(Task objective): Each entry needs to be retyped exactly, with nothing added or dropped.

(The data):
== == ==
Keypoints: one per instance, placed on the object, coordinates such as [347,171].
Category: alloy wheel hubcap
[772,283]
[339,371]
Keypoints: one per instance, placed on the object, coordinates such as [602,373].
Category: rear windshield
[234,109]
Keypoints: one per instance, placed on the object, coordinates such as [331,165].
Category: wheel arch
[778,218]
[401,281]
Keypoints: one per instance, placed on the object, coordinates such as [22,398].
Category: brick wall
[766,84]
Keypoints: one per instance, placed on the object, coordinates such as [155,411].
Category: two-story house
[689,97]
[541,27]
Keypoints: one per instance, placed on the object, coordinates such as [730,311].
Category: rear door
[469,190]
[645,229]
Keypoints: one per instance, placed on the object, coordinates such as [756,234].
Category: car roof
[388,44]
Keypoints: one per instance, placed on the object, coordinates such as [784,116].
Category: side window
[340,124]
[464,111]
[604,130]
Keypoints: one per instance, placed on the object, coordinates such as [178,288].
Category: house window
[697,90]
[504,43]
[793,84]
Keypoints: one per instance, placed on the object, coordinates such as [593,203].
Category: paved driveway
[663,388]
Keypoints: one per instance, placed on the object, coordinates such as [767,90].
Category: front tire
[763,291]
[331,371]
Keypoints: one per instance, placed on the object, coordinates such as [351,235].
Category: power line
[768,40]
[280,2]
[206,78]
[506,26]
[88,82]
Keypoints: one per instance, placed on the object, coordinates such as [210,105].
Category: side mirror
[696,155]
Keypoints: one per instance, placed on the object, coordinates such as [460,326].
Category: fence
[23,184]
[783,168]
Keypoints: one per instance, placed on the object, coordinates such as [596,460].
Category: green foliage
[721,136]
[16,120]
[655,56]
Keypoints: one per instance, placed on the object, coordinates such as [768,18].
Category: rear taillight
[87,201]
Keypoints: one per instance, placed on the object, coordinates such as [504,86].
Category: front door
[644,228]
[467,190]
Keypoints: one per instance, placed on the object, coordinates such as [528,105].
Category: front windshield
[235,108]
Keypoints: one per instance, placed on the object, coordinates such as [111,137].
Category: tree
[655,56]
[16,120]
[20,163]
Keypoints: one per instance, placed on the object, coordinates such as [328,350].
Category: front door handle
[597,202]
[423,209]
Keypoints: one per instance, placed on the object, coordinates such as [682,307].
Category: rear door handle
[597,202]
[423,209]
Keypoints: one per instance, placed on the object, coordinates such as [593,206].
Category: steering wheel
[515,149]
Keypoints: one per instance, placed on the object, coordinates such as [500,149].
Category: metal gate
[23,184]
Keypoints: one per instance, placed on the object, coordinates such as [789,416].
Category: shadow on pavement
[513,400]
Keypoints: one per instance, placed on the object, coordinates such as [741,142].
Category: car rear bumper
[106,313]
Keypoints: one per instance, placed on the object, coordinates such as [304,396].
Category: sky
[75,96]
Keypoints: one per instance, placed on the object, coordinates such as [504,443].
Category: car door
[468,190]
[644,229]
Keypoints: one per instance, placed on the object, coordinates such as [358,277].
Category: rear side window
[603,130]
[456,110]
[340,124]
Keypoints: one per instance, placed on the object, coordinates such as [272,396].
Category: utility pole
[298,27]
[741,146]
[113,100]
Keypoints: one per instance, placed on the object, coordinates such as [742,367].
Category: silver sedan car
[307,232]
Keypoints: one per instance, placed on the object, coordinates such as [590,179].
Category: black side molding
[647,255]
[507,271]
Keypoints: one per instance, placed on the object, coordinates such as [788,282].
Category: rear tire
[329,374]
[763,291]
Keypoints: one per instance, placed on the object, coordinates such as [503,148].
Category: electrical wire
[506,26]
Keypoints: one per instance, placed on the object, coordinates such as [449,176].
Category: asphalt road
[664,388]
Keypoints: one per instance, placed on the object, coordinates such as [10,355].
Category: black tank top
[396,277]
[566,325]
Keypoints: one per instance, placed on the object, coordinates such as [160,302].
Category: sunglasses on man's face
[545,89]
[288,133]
== == ==
(Task response):
Keypoints: one per instance, placed on the object, coordinates such as [347,171].
Category: alloy wheel hubcap
[772,283]
[339,371]
Keypoints: one per instance, placed on the object, coordinates such as [602,373].
Category: rear windshield
[234,109]
Keypoints: one per instance, placed on the object, coordinates such as [331,165].
Category: wheel arch
[778,218]
[401,281]
Keypoints: one per instance, placed on the object, coordinates such as [22,398].
Category: brick wall
[766,84]
Keypoints: one per instance, placed on the object, coordinates such as [155,411].
Category: two-story house
[689,97]
[541,27]
Keypoints: one per instance, placed on the object, coordinates such as [730,311].
Category: rear door
[469,190]
[645,229]
Keypoints: one per instance, placed on the object, coordinates such as [756,234].
Category: car roof
[388,44]
Keypoints: one per instance, placed on the object, coordinates such as [784,116].
Category: side window
[340,124]
[464,111]
[604,130]
Keypoints: one per instance, placed on the object, coordinates such as [178,288].
Category: house window
[697,90]
[504,43]
[793,84]
Keypoints: one per instance, placed on the object, coordinates such as [593,203].
Category: paved driveway
[663,388]
Keypoints: one per instance, placed on the object, coordinates such as [767,90].
Category: front tire
[763,291]
[331,371]
Keypoints: one per instance, placed on the object, coordinates such as [351,235].
Category: power line
[768,40]
[280,2]
[206,78]
[506,26]
[88,82]
Keypoints: one per instance, placed on the object, coordinates such as [210,105].
Category: side mirror
[696,155]
Keypoints: one per instance, placed on the object, coordinates such as [460,326].
Category: fence
[23,184]
[783,168]
Keypoints: one per instance, placed on the object, coordinates such as [596,460].
Category: green foliage
[721,136]
[16,120]
[655,56]
Keypoints: one per instance, placed on the object, coordinates such as [768,18].
Category: rear taillight
[87,201]
Keypoints: one per instance, placed on the object, coordinates such as [504,86].
Category: front door
[644,228]
[467,190]
Keypoints: one per instance, placed on the object, coordinates such as [528,105].
Category: front windshield
[235,108]
Keypoints: one per instance, placed on the object, coordinates such as [111,137].
Category: tree
[655,56]
[16,120]
[20,163]
Keypoints: one per instance, placed on the object, coordinates such as [328,350].
Category: front door handle
[597,202]
[423,209]
Keypoints: one per instance, placed on the object, coordinates such as [682,307].
Category: rear door handle
[597,202]
[423,209]
Keypoints: one per instance, placed on the object, coordinates such as [593,206].
Category: steering wheel
[515,149]
Keypoints: one per instance, placed on the object, coordinates such as [500,149].
Category: metal gate
[23,184]
Keypoints: one per instance, placed on the object, coordinates such as [789,416].
Category: shadow on pavement
[513,400]
Keypoints: one per instance, placed on the object, coordinates such as [741,142].
Category: car rear bumper
[106,313]
Keypoints: one per instance, placed on the object, coordinates such as [304,396].
Category: sky
[75,96]
Keypoints: one per instance, placed on the object, coordinates such as [504,443].
Category: car door
[468,190]
[644,229]
Keypoints: one per instance, placed on the object, coordinates such as [358,277].
Category: rear side window
[603,130]
[456,110]
[340,124]
Keypoints: one per instance, placed on the object, coordinates such as [272,396].
Category: utility pole
[298,27]
[741,146]
[113,100]
Keypoints: one per instance, placed on the object, coordinates such as [742,367].
Category: silver sedan car
[307,232]
Keypoints: one per instance, placed on the object, coordinates such as [590,179].
Category: black side molding
[647,255]
[507,271]
Keypoints: one per instance, placed on the object, coordinates such as [788,282].
Category: rear tire
[329,374]
[763,291]
Keypoints: one per instance, placed on the object, coordinates such as [503,148].
Category: electrical wire
[506,26]
Keypoints: one per instance, placed on the object, coordinates such as [449,176].
Category: asphalt road
[664,388]
Keypoints: one per instance, placed on the object, coordinates such as [10,355].
Category: black tank top
[396,277]
[566,325]
Keypoints: one per instance, placed on the object, coordinates such as [160,302].
Category: sunglasses on man's face
[545,89]
[288,133]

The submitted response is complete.